* [Task directions]:
Reproduce the data below, substituting "bush" for every occurrence of "shrub" and leaving everything else unchanged.

* [Provided information]:
—————

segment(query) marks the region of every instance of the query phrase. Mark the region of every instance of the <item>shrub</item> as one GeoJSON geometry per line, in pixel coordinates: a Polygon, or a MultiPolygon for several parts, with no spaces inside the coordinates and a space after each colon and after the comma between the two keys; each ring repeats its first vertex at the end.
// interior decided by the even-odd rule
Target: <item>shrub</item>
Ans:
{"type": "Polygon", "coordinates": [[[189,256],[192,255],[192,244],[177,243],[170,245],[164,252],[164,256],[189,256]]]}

—————

* [Answer below]:
segment(query) marks the region of every instance of the query phrase. Mark the region of every instance of the <item>bush</item> as one GeoJSON geometry per line, in pixel coordinates: a Polygon, or a MultiPolygon for several parts, with no spaces inside the coordinates and a space after each colon and after the comma between the two keys; each ring repeats its first vertex at the end.
// interior decided by the even-odd rule
Target: <item>bush</item>
Ans:
{"type": "Polygon", "coordinates": [[[189,256],[192,255],[192,244],[177,243],[170,245],[164,252],[164,256],[189,256]]]}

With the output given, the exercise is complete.